--- DATA FOR THIS EXERCISE ---
-.-.-
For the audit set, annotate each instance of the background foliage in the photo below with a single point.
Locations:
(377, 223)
-.-.-
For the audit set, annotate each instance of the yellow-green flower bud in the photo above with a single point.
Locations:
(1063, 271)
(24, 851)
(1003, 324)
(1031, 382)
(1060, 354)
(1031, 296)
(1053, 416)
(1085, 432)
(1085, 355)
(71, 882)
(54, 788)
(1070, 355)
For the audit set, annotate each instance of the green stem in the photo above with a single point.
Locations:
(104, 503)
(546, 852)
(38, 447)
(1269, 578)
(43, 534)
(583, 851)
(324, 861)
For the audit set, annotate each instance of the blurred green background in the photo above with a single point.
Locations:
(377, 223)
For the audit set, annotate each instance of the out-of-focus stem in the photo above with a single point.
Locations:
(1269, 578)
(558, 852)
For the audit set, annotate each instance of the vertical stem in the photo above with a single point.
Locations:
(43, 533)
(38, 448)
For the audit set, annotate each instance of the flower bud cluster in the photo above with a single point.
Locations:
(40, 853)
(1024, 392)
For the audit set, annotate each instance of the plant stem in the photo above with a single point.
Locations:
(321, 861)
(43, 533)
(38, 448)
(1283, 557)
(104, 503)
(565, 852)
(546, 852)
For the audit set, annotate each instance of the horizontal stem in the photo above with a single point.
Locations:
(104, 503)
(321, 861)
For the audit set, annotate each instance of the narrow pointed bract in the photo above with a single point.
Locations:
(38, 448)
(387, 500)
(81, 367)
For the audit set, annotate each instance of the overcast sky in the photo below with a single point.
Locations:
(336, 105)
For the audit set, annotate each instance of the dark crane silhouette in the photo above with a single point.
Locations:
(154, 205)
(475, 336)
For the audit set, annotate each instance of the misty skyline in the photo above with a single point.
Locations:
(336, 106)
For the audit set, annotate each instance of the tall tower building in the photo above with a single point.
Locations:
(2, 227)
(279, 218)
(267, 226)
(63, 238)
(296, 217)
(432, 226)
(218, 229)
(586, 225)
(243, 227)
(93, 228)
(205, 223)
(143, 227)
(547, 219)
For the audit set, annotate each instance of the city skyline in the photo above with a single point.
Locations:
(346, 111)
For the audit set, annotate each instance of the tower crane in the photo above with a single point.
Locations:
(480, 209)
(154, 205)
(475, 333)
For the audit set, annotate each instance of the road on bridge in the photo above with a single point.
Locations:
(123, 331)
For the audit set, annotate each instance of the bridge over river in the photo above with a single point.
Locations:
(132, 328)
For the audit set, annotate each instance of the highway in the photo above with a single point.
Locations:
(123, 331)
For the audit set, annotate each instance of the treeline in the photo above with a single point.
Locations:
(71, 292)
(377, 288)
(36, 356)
-.-.-
--- WHAT YOU HAVE TO DO ---
Return the lines that begin with the one containing "For the audit set, annotate each instance of the yellow-green" and end with the one containing "(1070, 355)", reproducing them word for word.

--- TASK OUTPUT ---
For the audit set, annotate each instance of the yellow-green flower bud in the photo above with a single point.
Locations:
(1063, 271)
(24, 851)
(1003, 324)
(1031, 382)
(1060, 354)
(1031, 296)
(1053, 416)
(1085, 432)
(1085, 355)
(71, 882)
(54, 788)
(1070, 355)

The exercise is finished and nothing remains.